* _The problem_
Only an exact copy of the entries will serve as the answer.

* _Information supplied_
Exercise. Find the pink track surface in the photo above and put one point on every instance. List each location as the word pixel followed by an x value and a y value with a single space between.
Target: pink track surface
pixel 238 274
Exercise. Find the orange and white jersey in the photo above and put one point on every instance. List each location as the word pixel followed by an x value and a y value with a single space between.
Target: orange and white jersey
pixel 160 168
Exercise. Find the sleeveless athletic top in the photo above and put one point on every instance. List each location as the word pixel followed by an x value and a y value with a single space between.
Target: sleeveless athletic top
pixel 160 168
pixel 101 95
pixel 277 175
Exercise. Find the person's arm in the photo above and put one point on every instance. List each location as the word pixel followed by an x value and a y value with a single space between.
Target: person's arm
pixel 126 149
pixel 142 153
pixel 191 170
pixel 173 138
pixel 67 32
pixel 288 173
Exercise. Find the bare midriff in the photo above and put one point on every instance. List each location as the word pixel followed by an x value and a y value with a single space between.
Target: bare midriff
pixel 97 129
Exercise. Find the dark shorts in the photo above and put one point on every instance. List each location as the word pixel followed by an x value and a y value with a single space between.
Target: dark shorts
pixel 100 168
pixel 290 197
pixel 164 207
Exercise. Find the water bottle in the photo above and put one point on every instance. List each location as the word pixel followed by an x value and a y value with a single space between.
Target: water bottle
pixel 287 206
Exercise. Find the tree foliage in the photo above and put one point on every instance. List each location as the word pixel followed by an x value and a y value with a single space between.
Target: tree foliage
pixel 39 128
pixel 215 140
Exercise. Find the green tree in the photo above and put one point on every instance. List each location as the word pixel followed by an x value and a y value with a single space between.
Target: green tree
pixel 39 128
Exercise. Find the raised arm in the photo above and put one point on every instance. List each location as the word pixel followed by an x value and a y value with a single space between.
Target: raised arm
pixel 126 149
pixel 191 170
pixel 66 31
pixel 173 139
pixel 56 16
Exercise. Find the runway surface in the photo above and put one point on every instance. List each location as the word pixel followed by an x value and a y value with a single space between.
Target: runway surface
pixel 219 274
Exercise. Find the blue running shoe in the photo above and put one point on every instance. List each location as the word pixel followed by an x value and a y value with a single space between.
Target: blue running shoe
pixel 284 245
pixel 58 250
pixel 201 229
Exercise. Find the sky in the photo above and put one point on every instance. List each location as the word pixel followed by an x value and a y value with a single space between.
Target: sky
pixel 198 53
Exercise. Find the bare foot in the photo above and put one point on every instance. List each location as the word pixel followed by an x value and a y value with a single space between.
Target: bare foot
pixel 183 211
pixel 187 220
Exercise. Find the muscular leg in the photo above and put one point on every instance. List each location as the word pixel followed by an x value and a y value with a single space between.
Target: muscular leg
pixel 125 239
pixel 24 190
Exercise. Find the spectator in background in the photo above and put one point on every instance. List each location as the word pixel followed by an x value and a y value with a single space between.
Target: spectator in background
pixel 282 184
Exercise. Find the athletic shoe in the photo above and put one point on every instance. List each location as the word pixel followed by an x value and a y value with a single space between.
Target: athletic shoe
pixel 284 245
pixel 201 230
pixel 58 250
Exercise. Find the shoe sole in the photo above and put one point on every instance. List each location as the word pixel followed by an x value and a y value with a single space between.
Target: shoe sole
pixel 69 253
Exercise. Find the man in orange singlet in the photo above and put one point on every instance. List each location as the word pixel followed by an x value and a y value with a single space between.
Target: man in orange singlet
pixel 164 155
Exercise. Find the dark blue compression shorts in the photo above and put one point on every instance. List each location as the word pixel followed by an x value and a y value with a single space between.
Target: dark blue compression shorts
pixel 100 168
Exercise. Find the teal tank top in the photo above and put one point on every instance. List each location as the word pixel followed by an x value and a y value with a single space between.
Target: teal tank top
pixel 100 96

* _Result below_
Exercise. Find the pink track surface in the photo above and put one point on every instance. List each location as the word pixel followed by an x value and a y value with a single space between.
Target: pink track surface
pixel 238 274
Exercise. Find the orange and white jersey in the photo above and put one point on every instance. List each location as the word pixel followed by an x value and a y value with a single space between.
Target: orange and white jersey
pixel 160 168
Exercise. Find the sleeveless athletic top in the photo above and put one point on every instance. List each location as the word pixel followed by an x value and a y value with a single space between.
Target: sleeveless athletic top
pixel 160 168
pixel 101 95
pixel 277 175
Exercise. Find the person's arm in the photo above and put one point on every instance. List each location as the word pixel followed by an x value and a y value with a single space between.
Target: person's arm
pixel 126 149
pixel 142 153
pixel 191 170
pixel 173 138
pixel 67 32
pixel 288 173
Exercise. Find the bare midriff in the photo above and put one point on every instance. List each location as the word pixel followed by an x value and a y value with a single space between.
Target: bare midriff
pixel 97 129
Exercise. Find the dark shorts in the photo above and put one point on every instance. List each location as the word pixel followed by an x value and a y value with a single space between.
Target: dark shorts
pixel 100 168
pixel 290 197
pixel 164 207
Exercise. Find the water bottle in the photo above and put one point on every instance. List each location as the word pixel followed by an x value and a y value with a single space between.
Target: water bottle
pixel 287 206
Exercise. Find the tree foliage in the photo above and put one point on every instance. List each location as the word pixel followed by an x value and a y value with a single space between.
Target: tree foliage
pixel 39 128
pixel 215 140
Exercise. Find the green tree in the photo above and put one point on every instance. List each location as the word pixel followed by an x value and a y value with a single space between.
Target: green tree
pixel 39 128
Exercise. Find the raised arm in the photo above and put one point on every instance. List each location as the word pixel followed by an x value and a y value with a single space between.
Target: raised arm
pixel 126 149
pixel 191 170
pixel 66 31
pixel 173 139
pixel 56 16
Exercise. Find the runway surface in the photo above and put one point on every instance. List each location as the word pixel followed by an x value and a y value with a single space between.
Target: runway surface
pixel 219 274
Exercise. Find the blue running shoe in the photo above and put one point on every instance. List each location as the word pixel followed by an x value and a y value with a single space between.
Target: blue running shoe
pixel 284 245
pixel 58 250
pixel 201 229
Exercise. Find the sky in the photo above and put one point on every instance. List each location as the word pixel followed by an x value and a y value with a single space between.
Target: sky
pixel 198 53
Exercise. Find the bare foot in the photo above and put one point on every instance. List each location as the word pixel followed by an x value and a y value with a single space between.
Target: bare foot
pixel 183 211
pixel 187 220
Exercise. Find the muscular leg in the photo above and put one point on every instance. List each location as the word pixel followed by an x value and a y value with a single space between.
Target: muscular leg
pixel 125 239
pixel 24 190
Exercise. Find the spectator in background in the photo above and put one point on every instance. List each location as the word pixel followed by an x value and a y value with a single space between.
Target: spectator in background
pixel 282 184
Exercise. Find the athletic shoe in the photo above and put one point on every instance. List each location as the word pixel followed by an x value and a y value with a single space between.
Target: athletic shoe
pixel 284 245
pixel 201 230
pixel 58 250
Exercise. Find the shoe sole in the photo above and put one point on every instance. List each location as the word pixel followed by an x value and a y value with a single space between.
Target: shoe sole
pixel 69 253
Exercise. Find the man in orange singlet in the photo above and put one point on every instance. List each location as the word pixel followed by an x value and a y value with a single space between.
Target: man in orange singlet
pixel 164 155
Exercise. Find the dark blue compression shorts in the photo above and put one point on every instance. List each location as the word pixel followed by an x value and a y value with a single space between.
Target: dark blue compression shorts
pixel 100 168
Exercise. Find the teal tank top in the photo above and put one point on every instance. List each location as the word pixel followed by an x value and a y value with a single space between.
Target: teal tank top
pixel 100 96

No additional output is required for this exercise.